## What this task involves
As soon as the line containing "the gold decoration" appears, start repeating lines exactly and continue to the end of the entries; please skip pictures.

Dataset excerpts:
--------------------
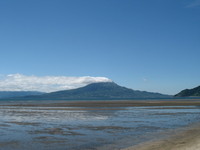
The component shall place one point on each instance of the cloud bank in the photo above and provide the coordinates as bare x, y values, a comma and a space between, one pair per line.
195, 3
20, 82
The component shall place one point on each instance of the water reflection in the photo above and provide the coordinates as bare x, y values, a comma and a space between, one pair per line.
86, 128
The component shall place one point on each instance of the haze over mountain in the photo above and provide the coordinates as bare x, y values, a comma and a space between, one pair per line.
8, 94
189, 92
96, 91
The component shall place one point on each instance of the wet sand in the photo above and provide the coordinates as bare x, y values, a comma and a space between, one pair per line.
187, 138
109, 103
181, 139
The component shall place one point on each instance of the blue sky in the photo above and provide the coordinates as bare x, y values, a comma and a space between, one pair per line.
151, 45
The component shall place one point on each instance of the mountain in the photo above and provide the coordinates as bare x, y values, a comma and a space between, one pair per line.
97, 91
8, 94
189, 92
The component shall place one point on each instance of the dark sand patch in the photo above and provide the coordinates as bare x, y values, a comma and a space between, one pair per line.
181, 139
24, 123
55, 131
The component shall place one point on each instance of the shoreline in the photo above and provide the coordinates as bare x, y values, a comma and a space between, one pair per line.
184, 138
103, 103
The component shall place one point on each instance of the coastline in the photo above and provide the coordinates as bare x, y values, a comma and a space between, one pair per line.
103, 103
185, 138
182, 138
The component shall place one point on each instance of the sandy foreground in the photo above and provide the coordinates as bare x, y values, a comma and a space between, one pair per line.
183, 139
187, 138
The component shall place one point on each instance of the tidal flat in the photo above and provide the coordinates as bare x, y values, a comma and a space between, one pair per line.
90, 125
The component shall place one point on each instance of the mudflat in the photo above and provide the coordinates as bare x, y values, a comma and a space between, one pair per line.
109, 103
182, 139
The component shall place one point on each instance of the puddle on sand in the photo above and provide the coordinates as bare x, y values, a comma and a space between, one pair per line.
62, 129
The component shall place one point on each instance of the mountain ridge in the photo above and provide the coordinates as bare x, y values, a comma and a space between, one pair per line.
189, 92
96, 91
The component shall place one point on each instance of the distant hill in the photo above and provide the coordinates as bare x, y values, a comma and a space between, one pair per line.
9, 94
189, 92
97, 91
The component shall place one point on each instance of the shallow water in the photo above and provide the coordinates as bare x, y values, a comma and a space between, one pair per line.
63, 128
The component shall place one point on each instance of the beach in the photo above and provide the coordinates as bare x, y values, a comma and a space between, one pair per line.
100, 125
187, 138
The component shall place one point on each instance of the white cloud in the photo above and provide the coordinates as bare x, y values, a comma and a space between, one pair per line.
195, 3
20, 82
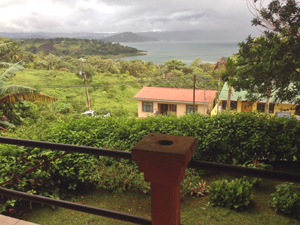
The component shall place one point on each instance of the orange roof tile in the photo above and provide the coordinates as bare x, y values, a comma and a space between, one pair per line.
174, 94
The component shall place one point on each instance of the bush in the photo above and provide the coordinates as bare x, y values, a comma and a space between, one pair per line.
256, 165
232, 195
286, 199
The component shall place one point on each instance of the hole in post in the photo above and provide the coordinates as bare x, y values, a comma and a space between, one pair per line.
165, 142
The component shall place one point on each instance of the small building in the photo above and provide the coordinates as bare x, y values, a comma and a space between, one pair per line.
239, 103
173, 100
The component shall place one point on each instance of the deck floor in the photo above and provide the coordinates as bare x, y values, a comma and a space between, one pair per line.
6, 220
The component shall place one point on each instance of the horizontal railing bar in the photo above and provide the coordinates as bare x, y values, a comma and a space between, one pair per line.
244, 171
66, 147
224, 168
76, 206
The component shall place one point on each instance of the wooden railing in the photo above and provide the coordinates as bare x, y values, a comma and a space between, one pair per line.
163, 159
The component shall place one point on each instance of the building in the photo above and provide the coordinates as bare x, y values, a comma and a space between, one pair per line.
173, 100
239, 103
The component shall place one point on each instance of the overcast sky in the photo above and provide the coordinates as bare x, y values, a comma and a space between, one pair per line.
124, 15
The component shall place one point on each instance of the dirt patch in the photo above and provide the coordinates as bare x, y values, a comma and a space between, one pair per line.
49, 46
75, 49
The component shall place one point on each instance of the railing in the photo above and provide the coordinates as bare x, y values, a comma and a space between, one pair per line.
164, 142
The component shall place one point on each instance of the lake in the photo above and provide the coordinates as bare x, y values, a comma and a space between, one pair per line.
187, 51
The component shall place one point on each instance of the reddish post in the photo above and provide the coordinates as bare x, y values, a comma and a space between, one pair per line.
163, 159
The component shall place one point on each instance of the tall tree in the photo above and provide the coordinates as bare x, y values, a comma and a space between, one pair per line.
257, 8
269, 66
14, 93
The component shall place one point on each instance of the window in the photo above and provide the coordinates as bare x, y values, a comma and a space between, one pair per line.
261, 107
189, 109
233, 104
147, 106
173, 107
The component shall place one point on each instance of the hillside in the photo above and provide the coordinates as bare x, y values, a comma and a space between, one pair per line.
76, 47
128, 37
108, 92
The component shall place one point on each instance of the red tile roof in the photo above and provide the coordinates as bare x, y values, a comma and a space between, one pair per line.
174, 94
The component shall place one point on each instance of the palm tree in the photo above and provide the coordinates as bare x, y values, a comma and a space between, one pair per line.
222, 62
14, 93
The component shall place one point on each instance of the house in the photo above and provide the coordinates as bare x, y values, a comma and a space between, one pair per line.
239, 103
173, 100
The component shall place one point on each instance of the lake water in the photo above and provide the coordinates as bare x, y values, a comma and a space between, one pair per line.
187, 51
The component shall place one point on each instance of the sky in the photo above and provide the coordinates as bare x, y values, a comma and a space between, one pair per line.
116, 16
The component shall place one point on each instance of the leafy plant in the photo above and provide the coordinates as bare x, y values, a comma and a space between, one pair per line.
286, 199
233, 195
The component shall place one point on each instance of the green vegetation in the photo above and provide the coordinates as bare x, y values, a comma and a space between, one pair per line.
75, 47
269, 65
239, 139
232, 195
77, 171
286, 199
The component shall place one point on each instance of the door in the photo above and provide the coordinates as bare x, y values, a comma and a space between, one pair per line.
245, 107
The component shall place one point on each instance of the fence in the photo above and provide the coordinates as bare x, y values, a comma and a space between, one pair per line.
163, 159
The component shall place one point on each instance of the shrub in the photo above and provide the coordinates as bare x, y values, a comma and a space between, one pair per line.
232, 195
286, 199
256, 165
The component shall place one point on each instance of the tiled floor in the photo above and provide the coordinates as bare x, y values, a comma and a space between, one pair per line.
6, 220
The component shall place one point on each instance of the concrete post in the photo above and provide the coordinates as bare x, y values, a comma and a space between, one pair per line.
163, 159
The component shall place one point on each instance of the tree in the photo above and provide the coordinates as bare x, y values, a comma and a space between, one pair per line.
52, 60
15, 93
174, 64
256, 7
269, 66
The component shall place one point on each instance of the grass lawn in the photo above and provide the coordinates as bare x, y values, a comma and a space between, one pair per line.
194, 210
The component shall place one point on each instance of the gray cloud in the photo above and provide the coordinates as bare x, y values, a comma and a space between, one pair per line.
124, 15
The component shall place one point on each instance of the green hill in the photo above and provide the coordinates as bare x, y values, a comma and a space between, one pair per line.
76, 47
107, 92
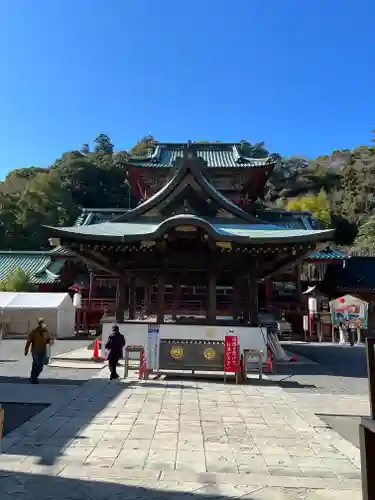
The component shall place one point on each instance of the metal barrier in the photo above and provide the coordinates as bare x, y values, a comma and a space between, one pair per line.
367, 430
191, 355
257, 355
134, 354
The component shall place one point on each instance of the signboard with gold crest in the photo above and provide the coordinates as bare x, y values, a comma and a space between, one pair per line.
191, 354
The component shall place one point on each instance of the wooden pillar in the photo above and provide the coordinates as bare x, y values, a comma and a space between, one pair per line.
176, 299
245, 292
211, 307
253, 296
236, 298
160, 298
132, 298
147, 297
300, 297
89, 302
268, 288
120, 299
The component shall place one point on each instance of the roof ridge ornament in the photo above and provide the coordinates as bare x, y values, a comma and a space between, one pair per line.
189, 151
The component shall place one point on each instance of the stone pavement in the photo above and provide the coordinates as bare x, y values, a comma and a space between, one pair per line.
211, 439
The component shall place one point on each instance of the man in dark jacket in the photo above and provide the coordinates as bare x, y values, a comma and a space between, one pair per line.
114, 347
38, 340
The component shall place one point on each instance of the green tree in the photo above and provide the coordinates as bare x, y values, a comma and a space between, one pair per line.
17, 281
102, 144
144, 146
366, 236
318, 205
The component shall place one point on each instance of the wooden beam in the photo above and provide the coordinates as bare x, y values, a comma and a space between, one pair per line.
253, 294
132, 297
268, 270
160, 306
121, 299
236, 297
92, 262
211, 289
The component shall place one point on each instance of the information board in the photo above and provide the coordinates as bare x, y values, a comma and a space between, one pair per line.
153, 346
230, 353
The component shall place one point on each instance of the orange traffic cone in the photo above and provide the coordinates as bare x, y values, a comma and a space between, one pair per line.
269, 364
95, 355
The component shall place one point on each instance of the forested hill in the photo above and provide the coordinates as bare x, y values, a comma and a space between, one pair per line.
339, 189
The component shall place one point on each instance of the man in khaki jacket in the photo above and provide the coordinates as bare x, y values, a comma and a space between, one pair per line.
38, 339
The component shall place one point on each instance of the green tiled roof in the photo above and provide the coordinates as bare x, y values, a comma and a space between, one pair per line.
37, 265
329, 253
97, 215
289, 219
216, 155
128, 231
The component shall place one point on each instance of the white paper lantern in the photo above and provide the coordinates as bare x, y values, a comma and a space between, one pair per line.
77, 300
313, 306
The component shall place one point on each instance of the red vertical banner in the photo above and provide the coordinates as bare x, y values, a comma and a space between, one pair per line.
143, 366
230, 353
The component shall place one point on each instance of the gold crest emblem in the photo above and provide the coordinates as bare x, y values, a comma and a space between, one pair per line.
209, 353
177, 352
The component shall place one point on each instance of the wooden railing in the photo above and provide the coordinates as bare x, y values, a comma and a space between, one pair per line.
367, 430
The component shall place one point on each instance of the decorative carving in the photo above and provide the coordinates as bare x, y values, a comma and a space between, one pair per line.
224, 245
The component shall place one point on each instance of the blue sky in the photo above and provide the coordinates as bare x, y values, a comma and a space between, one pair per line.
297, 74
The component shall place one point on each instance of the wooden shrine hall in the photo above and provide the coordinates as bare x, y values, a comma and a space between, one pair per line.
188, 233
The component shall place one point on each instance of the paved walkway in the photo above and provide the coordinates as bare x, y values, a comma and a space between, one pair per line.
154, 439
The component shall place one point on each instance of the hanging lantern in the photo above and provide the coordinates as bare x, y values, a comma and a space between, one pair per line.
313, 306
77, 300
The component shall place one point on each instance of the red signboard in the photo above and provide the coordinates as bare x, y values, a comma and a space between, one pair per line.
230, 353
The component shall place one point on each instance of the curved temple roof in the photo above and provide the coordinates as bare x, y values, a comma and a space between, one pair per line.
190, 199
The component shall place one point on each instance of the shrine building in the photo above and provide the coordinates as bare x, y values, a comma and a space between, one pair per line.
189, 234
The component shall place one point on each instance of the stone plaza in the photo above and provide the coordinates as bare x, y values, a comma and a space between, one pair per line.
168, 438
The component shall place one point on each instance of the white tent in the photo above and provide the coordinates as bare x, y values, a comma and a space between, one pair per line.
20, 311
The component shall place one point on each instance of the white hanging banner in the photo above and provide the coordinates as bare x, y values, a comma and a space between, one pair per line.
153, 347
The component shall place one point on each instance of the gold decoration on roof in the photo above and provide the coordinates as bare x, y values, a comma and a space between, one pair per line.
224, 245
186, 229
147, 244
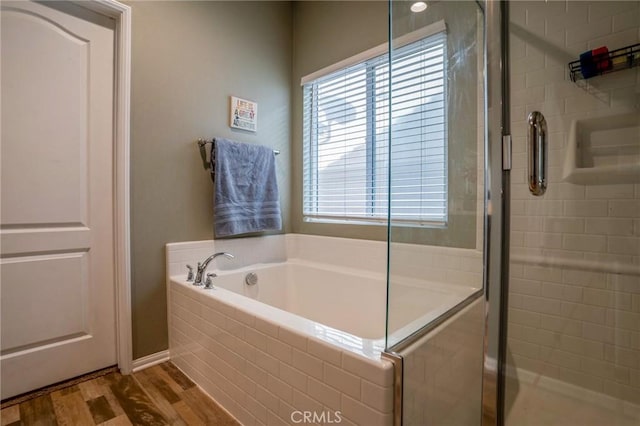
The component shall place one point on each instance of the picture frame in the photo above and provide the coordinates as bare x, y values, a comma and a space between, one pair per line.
--------------------
## Solution to the problem
The component shall place one point on each instance of the gold decoration on roof in the photo above and provide the coordinates as bare x, y values, a comma and a space between, one pair per line.
224, 245
186, 229
147, 244
The component shall place one point on each instance of the picture frame in the photo above and provide the coordinates as bare x, y values, a comma and a space between, one pair per line.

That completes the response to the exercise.